**Your task**: Can you quote the entries word for word, starting with their first line and ending after the line that contains "161 180 L 182", with both ends included?

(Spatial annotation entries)
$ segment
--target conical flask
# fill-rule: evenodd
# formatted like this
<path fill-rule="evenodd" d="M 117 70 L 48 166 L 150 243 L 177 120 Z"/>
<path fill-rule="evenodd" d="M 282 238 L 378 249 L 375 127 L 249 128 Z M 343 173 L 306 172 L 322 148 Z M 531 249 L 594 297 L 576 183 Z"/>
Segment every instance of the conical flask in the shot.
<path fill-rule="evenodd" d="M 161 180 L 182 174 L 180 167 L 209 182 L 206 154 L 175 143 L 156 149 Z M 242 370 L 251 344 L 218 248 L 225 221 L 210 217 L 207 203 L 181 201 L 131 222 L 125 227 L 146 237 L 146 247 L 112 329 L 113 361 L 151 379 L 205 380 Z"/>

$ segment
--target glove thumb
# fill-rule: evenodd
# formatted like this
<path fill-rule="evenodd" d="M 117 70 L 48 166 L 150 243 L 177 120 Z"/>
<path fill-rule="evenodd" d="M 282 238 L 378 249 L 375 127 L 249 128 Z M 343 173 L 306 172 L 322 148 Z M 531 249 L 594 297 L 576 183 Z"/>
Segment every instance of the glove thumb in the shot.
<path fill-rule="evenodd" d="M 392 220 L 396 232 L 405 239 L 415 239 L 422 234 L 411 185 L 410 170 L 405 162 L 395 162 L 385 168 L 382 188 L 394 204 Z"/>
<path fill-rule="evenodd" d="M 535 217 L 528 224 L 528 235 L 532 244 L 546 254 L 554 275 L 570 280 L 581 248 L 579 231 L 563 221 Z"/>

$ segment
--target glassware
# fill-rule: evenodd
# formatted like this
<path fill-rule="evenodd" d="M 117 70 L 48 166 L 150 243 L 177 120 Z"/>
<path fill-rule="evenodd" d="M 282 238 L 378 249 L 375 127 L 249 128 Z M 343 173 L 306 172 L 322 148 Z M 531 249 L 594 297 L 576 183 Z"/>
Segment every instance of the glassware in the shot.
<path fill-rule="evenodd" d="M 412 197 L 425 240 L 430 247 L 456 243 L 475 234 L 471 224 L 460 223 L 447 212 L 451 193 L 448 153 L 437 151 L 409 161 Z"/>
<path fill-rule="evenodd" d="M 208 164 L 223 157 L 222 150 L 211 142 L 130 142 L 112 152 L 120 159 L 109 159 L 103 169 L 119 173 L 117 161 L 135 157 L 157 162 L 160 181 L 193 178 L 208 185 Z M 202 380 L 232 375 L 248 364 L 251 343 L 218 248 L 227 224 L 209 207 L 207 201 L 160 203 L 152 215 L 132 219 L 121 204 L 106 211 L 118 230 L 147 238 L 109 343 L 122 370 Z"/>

**Output of the exercise**:
$ segment
--target conical flask
# fill-rule: evenodd
# formatted like this
<path fill-rule="evenodd" d="M 117 70 L 48 166 L 150 243 L 177 120 Z"/>
<path fill-rule="evenodd" d="M 282 238 L 378 249 L 375 127 L 249 128 Z M 343 173 L 306 172 L 322 148 Z M 531 249 L 594 297 L 576 183 Z"/>
Segment every instance of the conical flask in the shot.
<path fill-rule="evenodd" d="M 161 180 L 182 174 L 180 167 L 209 182 L 206 154 L 175 143 L 156 149 Z M 242 370 L 251 344 L 218 248 L 225 221 L 210 217 L 207 203 L 181 201 L 131 222 L 125 227 L 146 237 L 146 247 L 112 329 L 113 361 L 151 379 L 205 380 Z"/>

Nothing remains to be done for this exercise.